### Task to carry out
When you repeat the entries below, please keep them exact and leave out the pictures.

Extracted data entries
--

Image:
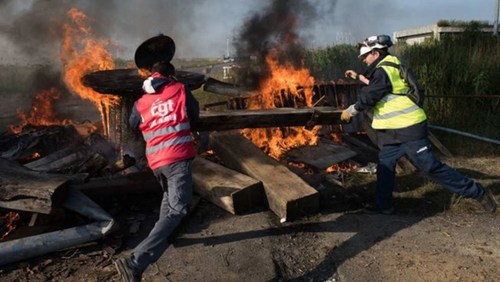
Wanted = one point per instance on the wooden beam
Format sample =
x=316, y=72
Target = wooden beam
x=127, y=82
x=321, y=156
x=279, y=117
x=287, y=194
x=235, y=192
x=227, y=89
x=133, y=183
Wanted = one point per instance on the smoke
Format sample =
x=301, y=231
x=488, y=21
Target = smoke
x=276, y=31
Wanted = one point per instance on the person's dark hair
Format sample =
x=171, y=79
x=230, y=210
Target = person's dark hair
x=164, y=68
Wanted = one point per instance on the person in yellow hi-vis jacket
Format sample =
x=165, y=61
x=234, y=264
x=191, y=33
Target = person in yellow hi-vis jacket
x=401, y=127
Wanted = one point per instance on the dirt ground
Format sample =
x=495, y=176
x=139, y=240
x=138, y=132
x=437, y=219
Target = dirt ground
x=434, y=236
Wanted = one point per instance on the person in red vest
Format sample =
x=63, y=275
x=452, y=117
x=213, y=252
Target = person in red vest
x=164, y=114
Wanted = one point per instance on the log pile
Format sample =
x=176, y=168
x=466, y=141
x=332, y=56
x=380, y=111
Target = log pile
x=287, y=195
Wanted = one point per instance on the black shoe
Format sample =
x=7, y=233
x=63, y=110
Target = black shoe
x=488, y=201
x=377, y=210
x=128, y=270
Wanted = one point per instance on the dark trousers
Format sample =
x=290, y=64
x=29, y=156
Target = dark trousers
x=420, y=154
x=176, y=179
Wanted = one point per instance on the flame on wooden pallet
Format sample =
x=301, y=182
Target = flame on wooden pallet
x=286, y=84
x=82, y=54
x=7, y=223
x=42, y=112
x=343, y=167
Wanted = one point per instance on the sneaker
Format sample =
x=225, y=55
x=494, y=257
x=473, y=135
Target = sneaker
x=371, y=209
x=488, y=201
x=128, y=270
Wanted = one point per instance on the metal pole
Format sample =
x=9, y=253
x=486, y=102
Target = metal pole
x=495, y=25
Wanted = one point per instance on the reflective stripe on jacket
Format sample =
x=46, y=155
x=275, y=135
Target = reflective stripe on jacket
x=165, y=126
x=396, y=111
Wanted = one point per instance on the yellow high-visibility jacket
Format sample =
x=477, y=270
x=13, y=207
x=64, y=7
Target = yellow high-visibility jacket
x=396, y=111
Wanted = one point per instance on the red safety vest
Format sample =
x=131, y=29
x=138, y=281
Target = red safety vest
x=165, y=126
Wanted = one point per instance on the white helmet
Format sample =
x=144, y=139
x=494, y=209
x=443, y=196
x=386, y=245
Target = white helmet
x=374, y=42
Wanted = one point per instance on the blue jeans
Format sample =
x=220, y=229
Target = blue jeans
x=176, y=179
x=420, y=154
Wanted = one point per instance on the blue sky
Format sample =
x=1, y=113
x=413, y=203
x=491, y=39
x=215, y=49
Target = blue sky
x=201, y=27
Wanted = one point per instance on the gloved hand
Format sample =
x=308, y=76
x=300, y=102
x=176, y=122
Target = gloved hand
x=348, y=113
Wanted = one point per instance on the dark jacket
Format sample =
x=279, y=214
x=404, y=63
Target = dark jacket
x=379, y=86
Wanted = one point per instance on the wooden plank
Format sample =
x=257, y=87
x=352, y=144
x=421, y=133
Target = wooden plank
x=138, y=182
x=127, y=82
x=321, y=156
x=279, y=117
x=23, y=189
x=288, y=196
x=227, y=89
x=235, y=192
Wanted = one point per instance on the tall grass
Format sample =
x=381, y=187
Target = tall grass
x=455, y=66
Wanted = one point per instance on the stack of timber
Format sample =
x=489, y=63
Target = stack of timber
x=278, y=117
x=288, y=196
x=235, y=192
x=27, y=190
x=322, y=156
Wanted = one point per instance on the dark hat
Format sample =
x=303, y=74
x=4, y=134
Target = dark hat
x=160, y=48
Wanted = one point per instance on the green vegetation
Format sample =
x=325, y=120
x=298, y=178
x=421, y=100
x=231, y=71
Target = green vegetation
x=465, y=65
x=460, y=65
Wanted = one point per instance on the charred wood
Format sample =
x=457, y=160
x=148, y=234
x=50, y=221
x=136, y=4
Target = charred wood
x=227, y=89
x=127, y=82
x=96, y=162
x=123, y=163
x=279, y=117
x=26, y=190
x=287, y=194
x=321, y=156
x=139, y=182
x=228, y=189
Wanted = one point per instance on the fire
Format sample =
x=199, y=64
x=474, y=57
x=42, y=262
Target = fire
x=42, y=112
x=286, y=85
x=82, y=54
x=344, y=167
x=144, y=73
x=7, y=223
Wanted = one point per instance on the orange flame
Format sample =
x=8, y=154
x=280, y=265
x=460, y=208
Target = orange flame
x=8, y=223
x=42, y=112
x=344, y=167
x=81, y=54
x=286, y=84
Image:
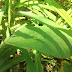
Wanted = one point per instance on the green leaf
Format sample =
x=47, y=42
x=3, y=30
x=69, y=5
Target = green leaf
x=60, y=11
x=46, y=39
x=38, y=62
x=1, y=13
x=6, y=51
x=67, y=67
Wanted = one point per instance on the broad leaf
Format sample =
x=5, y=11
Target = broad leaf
x=46, y=39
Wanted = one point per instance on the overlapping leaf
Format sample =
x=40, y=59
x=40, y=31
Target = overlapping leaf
x=49, y=39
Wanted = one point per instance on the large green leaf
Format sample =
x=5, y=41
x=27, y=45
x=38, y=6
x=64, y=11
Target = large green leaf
x=5, y=63
x=46, y=39
x=60, y=11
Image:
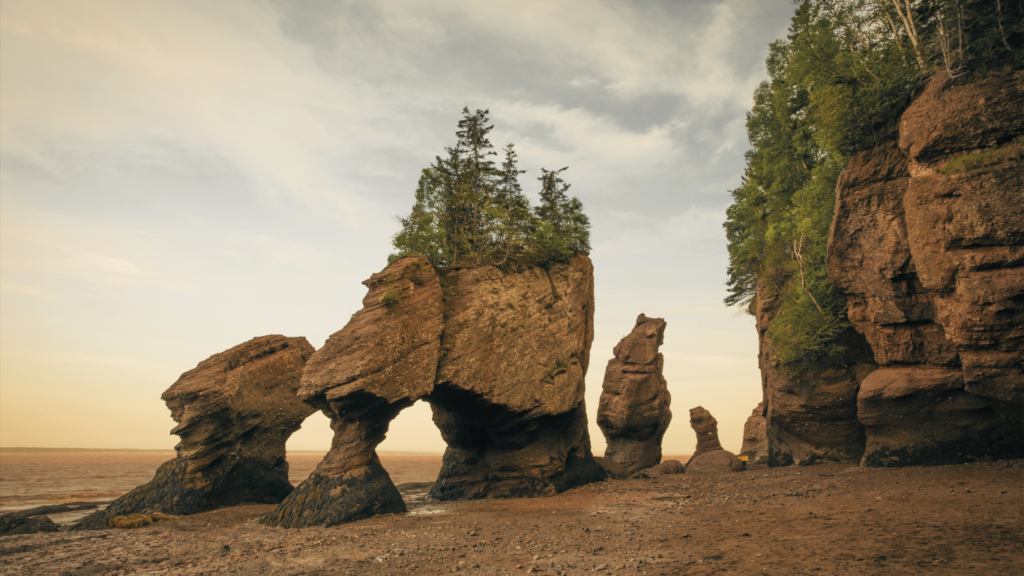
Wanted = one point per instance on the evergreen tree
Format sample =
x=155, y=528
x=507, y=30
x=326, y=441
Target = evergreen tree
x=562, y=228
x=838, y=84
x=467, y=210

--

### Solution
Image:
Wanted = one point per instance on the wooden beam
Format sample =
x=316, y=72
Target = wooden beam
x=127, y=82
x=321, y=156
x=279, y=117
x=287, y=194
x=235, y=192
x=227, y=89
x=133, y=183
Wanted = one point per instance on the smoke
Format sample =
x=301, y=231
x=488, y=21
Target = smoke
x=276, y=31
Wanted = one point per instance on the person's dark hair
Format sample =
x=171, y=79
x=230, y=210
Target = person's dark hair
x=164, y=68
Wanted = one point per instance on the person in yellow hi-vis jacket
Format sample =
x=165, y=61
x=234, y=264
x=191, y=33
Target = person in yellow hi-vis jacket
x=401, y=127
Wanted = one point per instance on the dirt ground
Format sample =
x=495, y=176
x=139, y=240
x=138, y=132
x=437, y=219
Target = dirt ground
x=434, y=236
Wanted = one point per instance on the person in red vest
Format sample =
x=63, y=275
x=452, y=117
x=213, y=252
Target = person in red vest
x=164, y=114
Wanted = one point per instance on the log pile
Format sample =
x=176, y=168
x=466, y=141
x=332, y=56
x=380, y=111
Target = log pile
x=287, y=195
Wanted = one point per instance on the black shoe
Format sample =
x=7, y=233
x=63, y=110
Target = black shoe
x=488, y=201
x=377, y=210
x=128, y=270
Wanted = one point per instance on the dark trousers
Format sample =
x=290, y=64
x=29, y=156
Target = dark trousers
x=420, y=154
x=176, y=179
Wanted = one point per instance on the flame on wooden pallet
Format sample =
x=301, y=182
Target = flame on wooden pallet
x=286, y=84
x=82, y=54
x=7, y=223
x=42, y=112
x=343, y=167
Wanted = one point per instance on the sneaker
Format sample =
x=225, y=55
x=494, y=257
x=473, y=135
Target = sneaker
x=371, y=209
x=488, y=201
x=128, y=270
Wanted = one point per instance on the metal pole
Format sample =
x=9, y=253
x=486, y=102
Target = metal pole
x=495, y=25
Wanted = one point per instance on the reflective stripe on jacket
Format sample =
x=46, y=155
x=275, y=135
Target = reflective stripe on jacket
x=165, y=126
x=396, y=111
Wanted = one point per instance on the yellow high-visibility jacket
Format sample =
x=477, y=270
x=13, y=207
x=64, y=7
Target = yellow high-visibility jacket
x=396, y=111
Wanted = one point per instance on the red safety vest
Format sample =
x=131, y=29
x=138, y=281
Target = red safety vest
x=165, y=126
Wanted = one point per instance on the white helmet
Format sample =
x=144, y=139
x=494, y=209
x=443, y=196
x=386, y=245
Target = white helmet
x=374, y=42
Wanted = one point per instance on the blue jeans
Format sample =
x=220, y=229
Target = blue jeans
x=176, y=179
x=420, y=154
Wanted = one point per instance on the blue sky
Format sample =
x=1, y=113
x=413, y=203
x=491, y=39
x=215, y=49
Target = blue sky
x=201, y=27
Wanted = one point per instance on the gloved hand
Format sample =
x=308, y=76
x=300, y=102
x=176, y=122
Target = gloved hand
x=348, y=113
Wanted = one point per instance on the dark jacket
Format sample =
x=279, y=214
x=404, y=63
Target = dark jacket
x=379, y=86
Wanted = one point per instance on the wooden plank
Format sample =
x=257, y=87
x=352, y=144
x=421, y=133
Target = wooden plank
x=138, y=182
x=127, y=82
x=321, y=156
x=279, y=117
x=23, y=189
x=288, y=196
x=227, y=89
x=235, y=192
Wanted = one point per instance on the tall grass
Format sample =
x=381, y=187
Target = tall grass
x=455, y=66
Wanted = one point per instance on the stack of timber
Format sample =
x=489, y=63
Target = stack of timber
x=278, y=117
x=288, y=196
x=235, y=192
x=27, y=190
x=322, y=156
Wanted = one point per instance on the dark hat
Format sample =
x=303, y=74
x=4, y=134
Target = dark hat
x=160, y=48
Wanted = one point per instance on the green vegetation
Format sample =
x=325, y=120
x=298, y=178
x=421, y=100
x=231, y=71
Target = green vegetation
x=465, y=65
x=460, y=65
Wanted = one point per instance on the charred wood
Format sample =
x=457, y=160
x=148, y=234
x=50, y=221
x=136, y=4
Target = charred wood
x=227, y=89
x=127, y=82
x=96, y=162
x=123, y=163
x=279, y=117
x=26, y=190
x=287, y=194
x=321, y=156
x=139, y=182
x=228, y=189
Wanted = one point per instance on the fire
Format sample =
x=199, y=64
x=474, y=57
x=42, y=262
Target = fire
x=42, y=112
x=286, y=85
x=82, y=54
x=344, y=167
x=144, y=73
x=7, y=223
Wanted = one point per instance on the orange flame
Format sample =
x=8, y=154
x=280, y=265
x=460, y=208
Target = orange flame
x=8, y=223
x=42, y=112
x=344, y=167
x=81, y=54
x=286, y=84
Image:
Wanted = one point per instance on the green leaf
Format sample =
x=47, y=42
x=3, y=30
x=69, y=5
Target = green leaf
x=60, y=11
x=46, y=39
x=38, y=62
x=1, y=13
x=6, y=51
x=67, y=67
Wanted = one point per instance on the broad leaf
Format sample =
x=5, y=11
Target = broad leaf
x=46, y=39
Wanted = one point per instance on the overlapping leaf
Format sample =
x=40, y=59
x=40, y=31
Target = overlapping leaf
x=49, y=39
Wanted = one point per instance on the large green leaf
Format sample =
x=5, y=41
x=27, y=45
x=38, y=6
x=64, y=11
Target = large green leaf
x=5, y=63
x=46, y=39
x=60, y=11
Image:
Wanted = one point per instance on the evergreen tree
Format sample =
x=155, y=528
x=507, y=30
x=326, y=441
Target = evergreen tree
x=562, y=228
x=838, y=84
x=467, y=210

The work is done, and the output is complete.